**PROBLEM REQUIREMENTS**
Reproduce verbatim every line of the listing below, from the line containing "96, row 121." down through the end of the listing, both ends included.

------ PROVIDED MATERIAL ------

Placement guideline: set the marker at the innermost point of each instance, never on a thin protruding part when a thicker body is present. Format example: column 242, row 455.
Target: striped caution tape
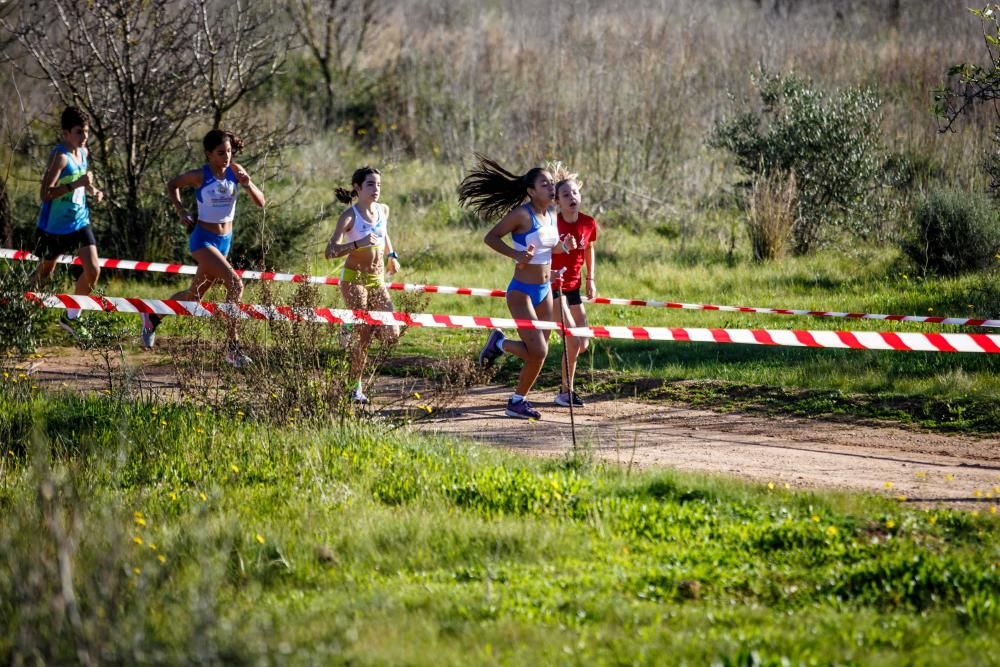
column 481, row 291
column 854, row 340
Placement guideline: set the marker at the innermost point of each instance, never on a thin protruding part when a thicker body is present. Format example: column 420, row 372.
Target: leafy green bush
column 830, row 142
column 953, row 232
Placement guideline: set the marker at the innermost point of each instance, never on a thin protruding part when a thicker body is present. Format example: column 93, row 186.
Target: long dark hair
column 492, row 191
column 346, row 196
column 214, row 138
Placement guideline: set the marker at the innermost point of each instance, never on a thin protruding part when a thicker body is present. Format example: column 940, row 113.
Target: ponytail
column 214, row 138
column 492, row 191
column 346, row 196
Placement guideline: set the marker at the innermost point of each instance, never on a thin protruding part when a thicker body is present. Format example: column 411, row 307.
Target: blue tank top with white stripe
column 543, row 235
column 67, row 214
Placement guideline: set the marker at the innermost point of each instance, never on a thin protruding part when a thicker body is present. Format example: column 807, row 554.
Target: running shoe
column 490, row 351
column 565, row 399
column 346, row 331
column 235, row 356
column 148, row 332
column 521, row 410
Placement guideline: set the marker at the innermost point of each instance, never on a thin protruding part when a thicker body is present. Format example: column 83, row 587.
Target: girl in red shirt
column 566, row 293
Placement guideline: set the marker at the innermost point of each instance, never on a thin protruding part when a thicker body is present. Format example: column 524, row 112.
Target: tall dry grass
column 772, row 213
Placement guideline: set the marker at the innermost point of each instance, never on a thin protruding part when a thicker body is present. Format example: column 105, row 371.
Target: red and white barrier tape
column 856, row 340
column 481, row 291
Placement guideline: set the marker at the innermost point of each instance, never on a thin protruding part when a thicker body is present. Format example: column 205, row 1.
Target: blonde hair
column 562, row 175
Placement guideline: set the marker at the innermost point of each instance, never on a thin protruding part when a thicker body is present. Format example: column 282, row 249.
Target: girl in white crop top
column 362, row 235
column 523, row 204
column 216, row 185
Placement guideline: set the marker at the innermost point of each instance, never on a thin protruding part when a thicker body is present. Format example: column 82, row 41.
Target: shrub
column 831, row 143
column 772, row 213
column 953, row 232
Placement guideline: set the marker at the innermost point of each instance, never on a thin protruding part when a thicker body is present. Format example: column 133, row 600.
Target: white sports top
column 543, row 235
column 217, row 198
column 362, row 227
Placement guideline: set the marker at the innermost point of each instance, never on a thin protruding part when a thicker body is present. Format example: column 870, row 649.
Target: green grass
column 194, row 536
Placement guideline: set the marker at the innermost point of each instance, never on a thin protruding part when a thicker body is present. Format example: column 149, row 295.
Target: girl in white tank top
column 362, row 237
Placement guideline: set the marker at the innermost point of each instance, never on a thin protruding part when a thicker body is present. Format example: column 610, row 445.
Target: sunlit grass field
column 192, row 535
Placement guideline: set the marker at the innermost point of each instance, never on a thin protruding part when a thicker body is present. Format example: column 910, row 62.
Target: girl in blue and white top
column 362, row 234
column 216, row 185
column 526, row 204
column 64, row 219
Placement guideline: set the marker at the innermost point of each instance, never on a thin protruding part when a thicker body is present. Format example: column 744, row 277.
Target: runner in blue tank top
column 64, row 219
column 216, row 185
column 525, row 202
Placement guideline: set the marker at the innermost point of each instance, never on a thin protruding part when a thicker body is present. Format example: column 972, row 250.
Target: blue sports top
column 362, row 227
column 66, row 214
column 217, row 198
column 544, row 236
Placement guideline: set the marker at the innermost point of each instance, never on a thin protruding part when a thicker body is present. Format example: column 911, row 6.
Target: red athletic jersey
column 584, row 230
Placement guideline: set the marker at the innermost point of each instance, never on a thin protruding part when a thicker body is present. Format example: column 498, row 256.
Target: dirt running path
column 845, row 454
column 924, row 467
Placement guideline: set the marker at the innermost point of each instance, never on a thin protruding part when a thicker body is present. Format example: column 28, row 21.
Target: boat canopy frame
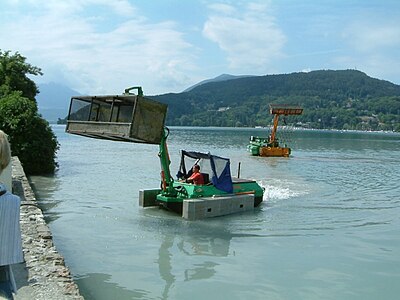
column 216, row 167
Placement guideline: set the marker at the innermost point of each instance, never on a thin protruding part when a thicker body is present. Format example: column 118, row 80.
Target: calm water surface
column 328, row 227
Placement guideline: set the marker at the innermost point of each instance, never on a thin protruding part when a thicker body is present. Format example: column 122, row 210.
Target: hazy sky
column 104, row 46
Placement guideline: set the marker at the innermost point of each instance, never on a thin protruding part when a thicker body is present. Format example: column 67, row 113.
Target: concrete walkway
column 44, row 274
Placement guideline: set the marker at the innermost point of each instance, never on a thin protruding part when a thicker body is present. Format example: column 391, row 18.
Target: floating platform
column 205, row 207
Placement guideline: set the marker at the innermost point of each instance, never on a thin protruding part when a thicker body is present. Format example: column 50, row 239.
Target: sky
column 105, row 46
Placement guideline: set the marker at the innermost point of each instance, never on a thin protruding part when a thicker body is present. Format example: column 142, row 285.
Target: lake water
column 329, row 226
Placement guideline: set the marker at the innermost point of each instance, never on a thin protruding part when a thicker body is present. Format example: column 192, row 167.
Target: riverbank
column 44, row 274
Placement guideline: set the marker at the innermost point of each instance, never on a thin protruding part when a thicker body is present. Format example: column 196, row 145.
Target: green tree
column 31, row 137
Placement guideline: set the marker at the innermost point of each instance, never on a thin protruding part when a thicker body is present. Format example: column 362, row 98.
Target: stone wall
column 44, row 274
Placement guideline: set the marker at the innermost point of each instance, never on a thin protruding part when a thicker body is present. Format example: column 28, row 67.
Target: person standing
column 10, row 232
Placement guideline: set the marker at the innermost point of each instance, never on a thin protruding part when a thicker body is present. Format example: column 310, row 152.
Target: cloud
column 248, row 35
column 368, row 37
column 68, row 40
column 373, row 47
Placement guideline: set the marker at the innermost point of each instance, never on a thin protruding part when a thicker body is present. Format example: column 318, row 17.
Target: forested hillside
column 347, row 99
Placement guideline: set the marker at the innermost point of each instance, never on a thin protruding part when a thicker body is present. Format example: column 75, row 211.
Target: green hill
column 345, row 99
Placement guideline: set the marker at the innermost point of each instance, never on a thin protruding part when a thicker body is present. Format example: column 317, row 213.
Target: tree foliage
column 31, row 137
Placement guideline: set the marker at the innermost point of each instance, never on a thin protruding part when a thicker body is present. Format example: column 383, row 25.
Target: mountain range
column 341, row 99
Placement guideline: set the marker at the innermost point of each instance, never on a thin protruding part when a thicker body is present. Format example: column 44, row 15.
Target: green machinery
column 135, row 118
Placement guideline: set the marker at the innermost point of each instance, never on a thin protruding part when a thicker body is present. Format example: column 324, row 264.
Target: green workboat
column 135, row 118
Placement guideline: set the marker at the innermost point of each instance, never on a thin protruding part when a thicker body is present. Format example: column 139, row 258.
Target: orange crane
column 270, row 146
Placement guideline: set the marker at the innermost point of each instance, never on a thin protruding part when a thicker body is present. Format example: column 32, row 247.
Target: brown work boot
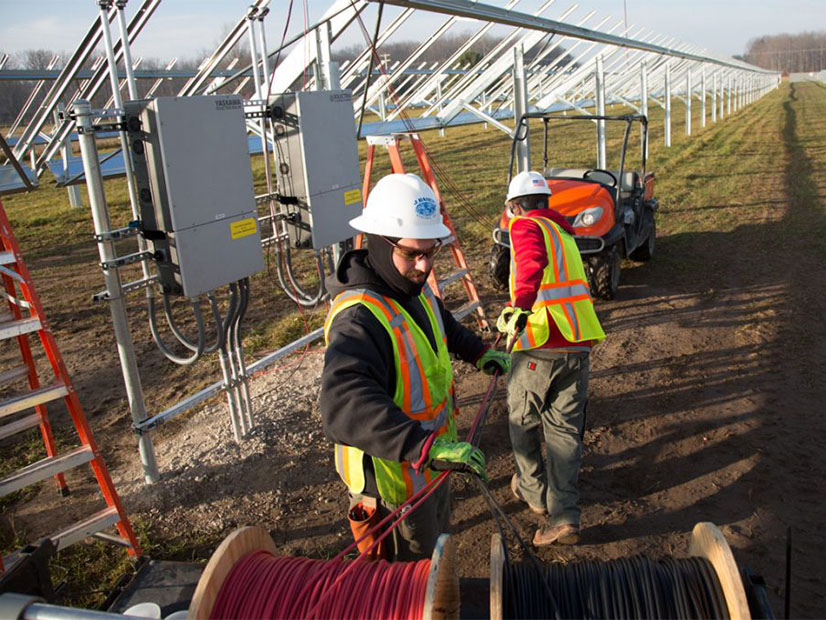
column 565, row 534
column 539, row 510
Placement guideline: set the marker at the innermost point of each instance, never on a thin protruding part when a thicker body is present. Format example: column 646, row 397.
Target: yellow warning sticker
column 354, row 195
column 243, row 228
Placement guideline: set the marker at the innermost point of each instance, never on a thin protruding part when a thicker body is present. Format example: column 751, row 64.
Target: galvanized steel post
column 714, row 98
column 728, row 107
column 688, row 102
column 120, row 321
column 667, row 103
column 324, row 79
column 520, row 105
column 644, row 98
column 599, row 86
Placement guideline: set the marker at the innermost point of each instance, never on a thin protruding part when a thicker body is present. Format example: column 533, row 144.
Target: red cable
column 263, row 586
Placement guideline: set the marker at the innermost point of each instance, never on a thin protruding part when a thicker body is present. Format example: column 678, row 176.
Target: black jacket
column 359, row 376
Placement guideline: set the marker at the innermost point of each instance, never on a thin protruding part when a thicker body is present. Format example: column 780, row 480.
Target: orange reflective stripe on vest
column 424, row 389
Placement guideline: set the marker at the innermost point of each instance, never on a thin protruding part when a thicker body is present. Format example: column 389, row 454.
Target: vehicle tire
column 604, row 273
column 645, row 252
column 499, row 266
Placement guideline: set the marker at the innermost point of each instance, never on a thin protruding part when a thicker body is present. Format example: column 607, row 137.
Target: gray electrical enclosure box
column 318, row 167
column 194, row 183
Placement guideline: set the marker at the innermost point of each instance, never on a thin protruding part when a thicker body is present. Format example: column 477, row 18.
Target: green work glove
column 461, row 455
column 493, row 360
column 512, row 321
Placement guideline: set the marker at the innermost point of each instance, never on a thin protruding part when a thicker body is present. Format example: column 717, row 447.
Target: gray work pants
column 416, row 536
column 547, row 393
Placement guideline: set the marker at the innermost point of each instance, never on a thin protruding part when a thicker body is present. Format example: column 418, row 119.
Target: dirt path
column 705, row 398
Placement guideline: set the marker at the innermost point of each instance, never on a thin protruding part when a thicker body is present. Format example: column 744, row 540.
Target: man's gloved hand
column 492, row 360
column 459, row 455
column 512, row 321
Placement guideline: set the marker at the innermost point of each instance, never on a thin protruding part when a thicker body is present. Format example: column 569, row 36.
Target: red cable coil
column 266, row 587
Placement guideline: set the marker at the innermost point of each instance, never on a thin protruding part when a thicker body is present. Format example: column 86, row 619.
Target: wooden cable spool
column 707, row 541
column 441, row 601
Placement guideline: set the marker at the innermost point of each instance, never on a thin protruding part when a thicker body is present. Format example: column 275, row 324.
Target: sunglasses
column 412, row 254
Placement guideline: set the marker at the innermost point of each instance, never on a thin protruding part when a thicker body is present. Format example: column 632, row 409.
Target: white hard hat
column 527, row 184
column 404, row 206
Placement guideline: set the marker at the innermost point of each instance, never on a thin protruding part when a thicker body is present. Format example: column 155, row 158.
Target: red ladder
column 462, row 273
column 14, row 419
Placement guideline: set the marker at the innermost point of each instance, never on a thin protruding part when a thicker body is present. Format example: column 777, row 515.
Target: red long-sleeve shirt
column 531, row 257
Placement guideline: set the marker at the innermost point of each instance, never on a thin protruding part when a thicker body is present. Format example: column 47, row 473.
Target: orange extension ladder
column 13, row 410
column 392, row 143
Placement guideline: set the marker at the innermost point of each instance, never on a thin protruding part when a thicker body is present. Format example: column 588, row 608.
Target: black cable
column 635, row 587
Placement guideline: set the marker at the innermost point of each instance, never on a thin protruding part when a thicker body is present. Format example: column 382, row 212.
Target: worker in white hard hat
column 551, row 316
column 387, row 396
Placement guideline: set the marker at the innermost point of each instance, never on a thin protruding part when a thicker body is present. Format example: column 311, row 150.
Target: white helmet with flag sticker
column 403, row 206
column 528, row 184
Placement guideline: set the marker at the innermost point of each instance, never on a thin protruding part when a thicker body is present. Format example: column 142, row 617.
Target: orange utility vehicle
column 611, row 211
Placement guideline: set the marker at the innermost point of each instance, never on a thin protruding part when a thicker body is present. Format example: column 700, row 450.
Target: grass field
column 729, row 188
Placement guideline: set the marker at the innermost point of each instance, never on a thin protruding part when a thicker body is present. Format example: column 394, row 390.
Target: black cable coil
column 634, row 587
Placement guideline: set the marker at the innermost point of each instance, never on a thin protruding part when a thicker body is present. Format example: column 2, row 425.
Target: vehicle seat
column 628, row 183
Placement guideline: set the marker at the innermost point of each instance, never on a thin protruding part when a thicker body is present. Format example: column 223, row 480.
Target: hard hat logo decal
column 425, row 207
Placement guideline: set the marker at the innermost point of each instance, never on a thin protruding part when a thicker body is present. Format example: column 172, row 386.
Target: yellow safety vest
column 424, row 389
column 564, row 294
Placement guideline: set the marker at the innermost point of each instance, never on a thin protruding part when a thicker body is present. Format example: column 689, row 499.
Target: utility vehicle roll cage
column 521, row 133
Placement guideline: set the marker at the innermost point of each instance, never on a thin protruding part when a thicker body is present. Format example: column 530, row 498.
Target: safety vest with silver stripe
column 424, row 389
column 563, row 296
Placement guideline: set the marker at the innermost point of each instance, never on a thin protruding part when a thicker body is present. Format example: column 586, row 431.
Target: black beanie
column 380, row 256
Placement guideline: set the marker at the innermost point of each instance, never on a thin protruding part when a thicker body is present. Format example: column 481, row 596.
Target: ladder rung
column 11, row 329
column 86, row 528
column 13, row 374
column 462, row 312
column 112, row 538
column 45, row 468
column 453, row 277
column 20, row 425
column 32, row 399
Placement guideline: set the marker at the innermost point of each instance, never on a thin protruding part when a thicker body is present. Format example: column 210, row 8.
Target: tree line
column 789, row 53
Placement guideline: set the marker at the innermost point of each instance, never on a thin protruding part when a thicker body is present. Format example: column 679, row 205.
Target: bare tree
column 790, row 53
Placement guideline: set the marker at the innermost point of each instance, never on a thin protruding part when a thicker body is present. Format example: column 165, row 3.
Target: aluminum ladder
column 24, row 317
column 462, row 273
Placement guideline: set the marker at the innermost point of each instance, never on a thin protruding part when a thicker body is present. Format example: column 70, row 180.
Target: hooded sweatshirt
column 359, row 376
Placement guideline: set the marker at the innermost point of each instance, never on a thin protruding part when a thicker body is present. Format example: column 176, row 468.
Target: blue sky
column 191, row 28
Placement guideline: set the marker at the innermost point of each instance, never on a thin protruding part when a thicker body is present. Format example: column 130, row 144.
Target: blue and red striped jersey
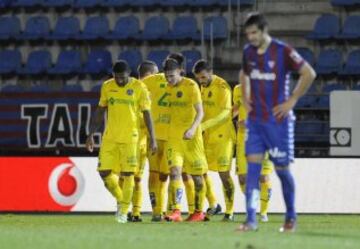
column 269, row 75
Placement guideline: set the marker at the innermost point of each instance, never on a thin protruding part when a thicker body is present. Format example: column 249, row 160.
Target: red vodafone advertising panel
column 40, row 184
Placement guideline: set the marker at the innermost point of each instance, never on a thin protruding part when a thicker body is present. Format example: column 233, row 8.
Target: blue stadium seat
column 219, row 27
column 126, row 27
column 99, row 61
column 96, row 27
column 115, row 3
column 68, row 62
column 174, row 3
column 143, row 3
column 10, row 61
column 329, row 62
column 324, row 100
column 351, row 29
column 37, row 27
column 352, row 65
column 326, row 27
column 184, row 27
column 133, row 58
column 38, row 62
column 66, row 28
column 191, row 57
column 72, row 88
column 4, row 3
column 307, row 54
column 344, row 3
column 156, row 27
column 202, row 3
column 82, row 4
column 158, row 56
column 11, row 89
column 26, row 3
column 57, row 3
column 243, row 3
column 9, row 27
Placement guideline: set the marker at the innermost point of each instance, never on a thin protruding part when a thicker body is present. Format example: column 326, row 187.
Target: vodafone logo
column 66, row 184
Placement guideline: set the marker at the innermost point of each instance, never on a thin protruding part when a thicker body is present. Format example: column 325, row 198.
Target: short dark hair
column 256, row 18
column 178, row 57
column 146, row 67
column 201, row 65
column 171, row 64
column 121, row 66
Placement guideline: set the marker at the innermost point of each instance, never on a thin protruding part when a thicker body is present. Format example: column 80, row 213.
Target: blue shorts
column 276, row 138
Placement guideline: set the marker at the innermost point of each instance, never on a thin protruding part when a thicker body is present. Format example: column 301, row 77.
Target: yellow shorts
column 219, row 155
column 189, row 153
column 142, row 160
column 158, row 162
column 118, row 157
column 241, row 163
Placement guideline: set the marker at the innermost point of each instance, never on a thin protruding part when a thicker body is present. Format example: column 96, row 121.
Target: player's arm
column 225, row 103
column 307, row 76
column 197, row 121
column 96, row 122
column 150, row 127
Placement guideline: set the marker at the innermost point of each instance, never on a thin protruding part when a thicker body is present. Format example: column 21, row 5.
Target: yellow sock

------

**TASK OUTPUT**
Placement guideline: set the marker at the innermost point of each instance, never on a thin protruding part when a thicker body is present. Format example: column 96, row 121.
Target: player's arm
column 225, row 103
column 307, row 76
column 197, row 121
column 96, row 122
column 150, row 127
Placement guideline: set the marker at the innermost point of each instance, never on a thin protruding part when a thicker body is present. Format example: column 21, row 5.
Target: yellow sock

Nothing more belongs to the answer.